**YOUR OBJECTIVE**
Copy the rows from the beginning through the line containing "[(1176, 41), (1080, 58)]", changing "chimney on rooftop" to "rooftop chimney" and leaving everything else the same.

**INPUT ROWS**
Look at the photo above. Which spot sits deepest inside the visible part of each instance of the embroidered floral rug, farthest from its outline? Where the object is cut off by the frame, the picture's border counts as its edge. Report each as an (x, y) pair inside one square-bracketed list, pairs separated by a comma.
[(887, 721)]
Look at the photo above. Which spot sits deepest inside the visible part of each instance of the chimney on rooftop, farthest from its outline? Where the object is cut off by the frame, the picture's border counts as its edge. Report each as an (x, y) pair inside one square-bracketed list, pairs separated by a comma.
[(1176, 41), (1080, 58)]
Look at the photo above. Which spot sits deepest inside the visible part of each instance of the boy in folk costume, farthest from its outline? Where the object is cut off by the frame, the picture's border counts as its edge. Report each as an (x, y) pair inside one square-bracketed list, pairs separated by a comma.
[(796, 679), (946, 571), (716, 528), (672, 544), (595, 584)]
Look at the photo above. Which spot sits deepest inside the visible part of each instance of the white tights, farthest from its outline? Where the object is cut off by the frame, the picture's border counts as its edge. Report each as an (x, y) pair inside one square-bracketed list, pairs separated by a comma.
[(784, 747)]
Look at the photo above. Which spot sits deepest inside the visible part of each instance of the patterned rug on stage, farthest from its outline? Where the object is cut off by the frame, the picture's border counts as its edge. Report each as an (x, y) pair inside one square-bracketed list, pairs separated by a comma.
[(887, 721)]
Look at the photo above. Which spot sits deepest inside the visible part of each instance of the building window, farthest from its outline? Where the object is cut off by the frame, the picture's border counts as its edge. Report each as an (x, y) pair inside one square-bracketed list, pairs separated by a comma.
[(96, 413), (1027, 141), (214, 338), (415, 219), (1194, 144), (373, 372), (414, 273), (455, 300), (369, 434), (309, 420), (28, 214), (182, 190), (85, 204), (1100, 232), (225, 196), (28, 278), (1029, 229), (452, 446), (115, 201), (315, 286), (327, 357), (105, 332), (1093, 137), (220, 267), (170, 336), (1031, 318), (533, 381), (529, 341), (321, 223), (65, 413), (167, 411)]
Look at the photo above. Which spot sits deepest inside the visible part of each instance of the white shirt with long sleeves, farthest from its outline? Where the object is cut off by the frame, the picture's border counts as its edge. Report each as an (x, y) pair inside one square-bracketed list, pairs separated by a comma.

**COMPLETE OUTPUT**
Look at the photo above. Which spot sits deepest inside the visible part of each instance of the embroidered floral rug, farthest from its outline? Where the object is cut off by the frame, the picture's border counts as its edge. Report each as an (x, y) pair inside one square-bracketed list, pairs separated by a comma.
[(887, 721)]
Look at the photo above. Which spot sits deepest inside the visible part of each instance of the rooftop chimney, farthest from its outline? Where the object is cut off by the frame, the picture's border counts as its edge. Report each as an (x, y) pair inside one square-bracketed list, pairs separated by a comma.
[(1176, 41), (1080, 58)]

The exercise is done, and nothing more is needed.